§ **GIVEN EXERCISE**: Can you edit the records below so that "coral reef" becomes "sea anemone" and nothing else changes?

## START SUPPLIED MATERIAL

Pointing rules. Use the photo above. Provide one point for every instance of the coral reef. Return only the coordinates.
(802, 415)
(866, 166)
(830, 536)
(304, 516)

## END SUPPLIED MATERIAL

§ **OUTPUT BELOW**:
Pointing rules. Use the photo above. Provide one point for every instance of the sea anemone. Return only the coordinates.
(802, 415)
(866, 166)
(830, 536)
(304, 516)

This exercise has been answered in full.